## Aim of the task
In the listing below, take the lines from the one with "[tag] riverbed stone" through the end of the listing and rewrite them as a Markdown table with the columns Row and Line, skipping any blank lines.
━━━ Given records
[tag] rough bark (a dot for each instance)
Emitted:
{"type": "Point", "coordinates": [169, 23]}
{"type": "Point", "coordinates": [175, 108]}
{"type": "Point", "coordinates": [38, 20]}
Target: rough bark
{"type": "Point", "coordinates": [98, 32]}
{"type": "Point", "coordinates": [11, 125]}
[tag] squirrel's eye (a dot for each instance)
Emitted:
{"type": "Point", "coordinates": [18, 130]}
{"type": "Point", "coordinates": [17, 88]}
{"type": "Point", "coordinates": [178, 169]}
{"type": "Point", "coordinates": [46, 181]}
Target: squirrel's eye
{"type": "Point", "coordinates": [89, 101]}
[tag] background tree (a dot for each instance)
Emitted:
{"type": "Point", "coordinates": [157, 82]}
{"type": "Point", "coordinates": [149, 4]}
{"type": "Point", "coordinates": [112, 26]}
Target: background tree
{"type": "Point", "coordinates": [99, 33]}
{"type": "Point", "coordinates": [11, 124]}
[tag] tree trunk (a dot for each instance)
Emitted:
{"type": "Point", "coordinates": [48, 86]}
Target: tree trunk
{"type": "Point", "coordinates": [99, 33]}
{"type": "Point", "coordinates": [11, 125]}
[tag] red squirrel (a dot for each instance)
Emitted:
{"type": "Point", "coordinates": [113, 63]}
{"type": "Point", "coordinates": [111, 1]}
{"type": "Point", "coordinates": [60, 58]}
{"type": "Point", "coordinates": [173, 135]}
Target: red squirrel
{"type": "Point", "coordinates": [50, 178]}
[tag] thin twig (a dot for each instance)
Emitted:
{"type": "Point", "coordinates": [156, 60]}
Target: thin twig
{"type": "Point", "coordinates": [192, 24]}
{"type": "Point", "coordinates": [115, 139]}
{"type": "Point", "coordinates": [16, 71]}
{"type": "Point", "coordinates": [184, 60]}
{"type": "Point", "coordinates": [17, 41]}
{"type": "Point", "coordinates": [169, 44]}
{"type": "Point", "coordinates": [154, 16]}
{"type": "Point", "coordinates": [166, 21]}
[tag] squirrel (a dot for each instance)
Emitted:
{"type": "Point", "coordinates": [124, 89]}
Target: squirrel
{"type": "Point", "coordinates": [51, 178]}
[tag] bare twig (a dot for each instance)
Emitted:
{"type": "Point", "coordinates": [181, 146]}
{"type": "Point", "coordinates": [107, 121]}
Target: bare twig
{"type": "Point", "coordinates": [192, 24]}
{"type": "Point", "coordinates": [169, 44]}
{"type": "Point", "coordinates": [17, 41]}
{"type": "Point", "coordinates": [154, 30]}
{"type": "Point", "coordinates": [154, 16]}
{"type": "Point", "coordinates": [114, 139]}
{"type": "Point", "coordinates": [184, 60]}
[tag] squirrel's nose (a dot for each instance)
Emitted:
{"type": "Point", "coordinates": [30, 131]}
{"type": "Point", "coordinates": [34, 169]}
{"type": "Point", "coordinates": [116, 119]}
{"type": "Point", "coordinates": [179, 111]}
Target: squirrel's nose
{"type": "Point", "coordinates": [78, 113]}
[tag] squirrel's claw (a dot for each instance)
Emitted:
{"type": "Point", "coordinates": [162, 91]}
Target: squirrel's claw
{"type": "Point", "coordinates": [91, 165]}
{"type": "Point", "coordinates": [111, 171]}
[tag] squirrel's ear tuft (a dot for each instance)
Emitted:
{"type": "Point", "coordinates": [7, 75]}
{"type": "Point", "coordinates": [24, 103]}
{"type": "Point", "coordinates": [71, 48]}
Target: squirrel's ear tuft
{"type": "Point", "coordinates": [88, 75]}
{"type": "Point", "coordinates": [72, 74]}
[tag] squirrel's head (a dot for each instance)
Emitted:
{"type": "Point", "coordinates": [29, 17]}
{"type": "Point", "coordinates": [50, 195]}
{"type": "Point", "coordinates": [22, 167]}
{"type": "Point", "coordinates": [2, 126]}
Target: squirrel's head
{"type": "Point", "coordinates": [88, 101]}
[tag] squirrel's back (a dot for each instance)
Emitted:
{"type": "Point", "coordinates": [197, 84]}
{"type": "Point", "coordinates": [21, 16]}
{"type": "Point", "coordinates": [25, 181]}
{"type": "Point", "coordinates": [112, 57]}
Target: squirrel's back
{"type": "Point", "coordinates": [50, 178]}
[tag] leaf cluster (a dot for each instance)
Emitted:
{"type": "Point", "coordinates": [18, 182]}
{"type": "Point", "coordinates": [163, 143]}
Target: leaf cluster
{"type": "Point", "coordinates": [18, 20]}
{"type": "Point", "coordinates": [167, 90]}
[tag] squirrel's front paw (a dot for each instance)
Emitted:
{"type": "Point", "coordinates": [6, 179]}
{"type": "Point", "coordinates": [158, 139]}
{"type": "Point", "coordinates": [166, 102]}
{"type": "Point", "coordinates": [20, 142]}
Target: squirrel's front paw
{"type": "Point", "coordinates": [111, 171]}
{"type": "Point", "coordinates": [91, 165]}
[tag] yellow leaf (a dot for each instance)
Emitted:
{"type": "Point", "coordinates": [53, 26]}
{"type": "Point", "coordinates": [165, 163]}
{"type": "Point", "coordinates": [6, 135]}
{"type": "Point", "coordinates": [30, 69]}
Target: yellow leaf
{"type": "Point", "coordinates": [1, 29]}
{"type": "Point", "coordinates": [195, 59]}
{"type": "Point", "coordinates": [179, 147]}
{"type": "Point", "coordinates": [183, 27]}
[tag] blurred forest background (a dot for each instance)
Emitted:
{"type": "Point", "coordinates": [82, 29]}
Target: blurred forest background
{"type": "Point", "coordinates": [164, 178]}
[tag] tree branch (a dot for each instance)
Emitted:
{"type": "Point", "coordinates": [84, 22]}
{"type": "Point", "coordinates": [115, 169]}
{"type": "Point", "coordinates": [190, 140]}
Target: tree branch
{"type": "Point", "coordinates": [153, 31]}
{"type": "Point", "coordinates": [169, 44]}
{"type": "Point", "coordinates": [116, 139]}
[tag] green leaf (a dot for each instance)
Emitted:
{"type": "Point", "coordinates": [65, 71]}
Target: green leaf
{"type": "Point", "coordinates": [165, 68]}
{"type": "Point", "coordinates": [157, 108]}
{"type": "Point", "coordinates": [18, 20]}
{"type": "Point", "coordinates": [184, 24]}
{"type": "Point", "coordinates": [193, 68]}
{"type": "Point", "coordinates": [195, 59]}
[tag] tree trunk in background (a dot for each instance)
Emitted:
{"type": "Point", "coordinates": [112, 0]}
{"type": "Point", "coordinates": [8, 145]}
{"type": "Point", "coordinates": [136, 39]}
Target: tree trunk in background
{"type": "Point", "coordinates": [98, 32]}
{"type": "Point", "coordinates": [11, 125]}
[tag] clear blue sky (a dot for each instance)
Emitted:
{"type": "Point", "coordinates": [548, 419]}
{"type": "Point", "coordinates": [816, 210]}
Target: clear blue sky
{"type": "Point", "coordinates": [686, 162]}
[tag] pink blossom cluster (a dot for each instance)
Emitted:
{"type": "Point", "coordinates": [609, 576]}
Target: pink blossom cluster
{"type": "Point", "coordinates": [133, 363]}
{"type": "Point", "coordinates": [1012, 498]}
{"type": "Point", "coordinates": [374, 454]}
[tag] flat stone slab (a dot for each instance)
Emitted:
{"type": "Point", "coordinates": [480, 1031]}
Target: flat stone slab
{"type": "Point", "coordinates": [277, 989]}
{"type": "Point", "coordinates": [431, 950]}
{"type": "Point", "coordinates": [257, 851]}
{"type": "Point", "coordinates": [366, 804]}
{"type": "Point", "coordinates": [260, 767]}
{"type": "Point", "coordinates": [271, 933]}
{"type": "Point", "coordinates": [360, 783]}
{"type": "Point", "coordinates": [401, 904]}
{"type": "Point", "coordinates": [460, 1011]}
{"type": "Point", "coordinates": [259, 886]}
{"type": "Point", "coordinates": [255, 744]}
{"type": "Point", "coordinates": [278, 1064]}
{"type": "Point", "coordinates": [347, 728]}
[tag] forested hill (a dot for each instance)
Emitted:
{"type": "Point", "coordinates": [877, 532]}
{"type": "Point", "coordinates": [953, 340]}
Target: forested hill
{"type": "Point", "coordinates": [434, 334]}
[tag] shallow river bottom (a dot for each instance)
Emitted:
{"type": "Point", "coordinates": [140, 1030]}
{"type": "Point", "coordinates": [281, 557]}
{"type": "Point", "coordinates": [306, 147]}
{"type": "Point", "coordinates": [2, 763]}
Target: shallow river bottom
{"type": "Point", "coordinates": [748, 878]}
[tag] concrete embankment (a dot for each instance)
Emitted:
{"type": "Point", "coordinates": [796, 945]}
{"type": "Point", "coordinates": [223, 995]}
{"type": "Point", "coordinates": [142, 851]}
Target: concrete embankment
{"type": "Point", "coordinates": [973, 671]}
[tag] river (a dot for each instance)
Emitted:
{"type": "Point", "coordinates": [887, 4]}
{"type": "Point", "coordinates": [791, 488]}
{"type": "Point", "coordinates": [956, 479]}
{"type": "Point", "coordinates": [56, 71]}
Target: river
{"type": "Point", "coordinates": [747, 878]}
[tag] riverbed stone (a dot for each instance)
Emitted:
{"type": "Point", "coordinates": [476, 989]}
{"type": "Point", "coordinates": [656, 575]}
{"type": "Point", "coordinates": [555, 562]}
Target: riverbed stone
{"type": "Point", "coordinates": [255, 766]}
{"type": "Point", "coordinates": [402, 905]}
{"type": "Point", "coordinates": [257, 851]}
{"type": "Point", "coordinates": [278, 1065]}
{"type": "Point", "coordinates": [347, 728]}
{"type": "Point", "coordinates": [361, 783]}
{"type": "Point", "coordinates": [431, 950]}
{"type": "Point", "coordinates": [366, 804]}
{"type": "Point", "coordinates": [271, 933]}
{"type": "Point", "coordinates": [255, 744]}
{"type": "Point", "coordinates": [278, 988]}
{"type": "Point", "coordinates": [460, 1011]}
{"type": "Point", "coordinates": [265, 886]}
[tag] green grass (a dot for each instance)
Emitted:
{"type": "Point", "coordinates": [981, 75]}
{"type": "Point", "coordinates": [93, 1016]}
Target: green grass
━━━━━━
## Answer to the exercise
| Row | Line |
|---|---|
| 1 | [tag] riverbed stone (a dot for each instance) |
| 2 | Emitted: |
| 3 | {"type": "Point", "coordinates": [476, 989]} |
| 4 | {"type": "Point", "coordinates": [656, 575]} |
| 5 | {"type": "Point", "coordinates": [555, 562]} |
| 6 | Target: riverbed stone |
| 7 | {"type": "Point", "coordinates": [255, 766]} |
| 8 | {"type": "Point", "coordinates": [402, 905]} |
| 9 | {"type": "Point", "coordinates": [257, 851]} |
| 10 | {"type": "Point", "coordinates": [278, 1065]} |
| 11 | {"type": "Point", "coordinates": [347, 728]} |
| 12 | {"type": "Point", "coordinates": [361, 783]} |
| 13 | {"type": "Point", "coordinates": [431, 950]} |
| 14 | {"type": "Point", "coordinates": [366, 804]} |
| 15 | {"type": "Point", "coordinates": [271, 933]} |
| 16 | {"type": "Point", "coordinates": [255, 744]} |
| 17 | {"type": "Point", "coordinates": [278, 988]} |
| 18 | {"type": "Point", "coordinates": [460, 1011]} |
| 19 | {"type": "Point", "coordinates": [265, 886]} |
| 20 | [tag] green grass (a dot for each instance) |
| 21 | Emitted: |
| 22 | {"type": "Point", "coordinates": [981, 75]} |
| 23 | {"type": "Point", "coordinates": [93, 1016]} |
| 24 | Target: green grass |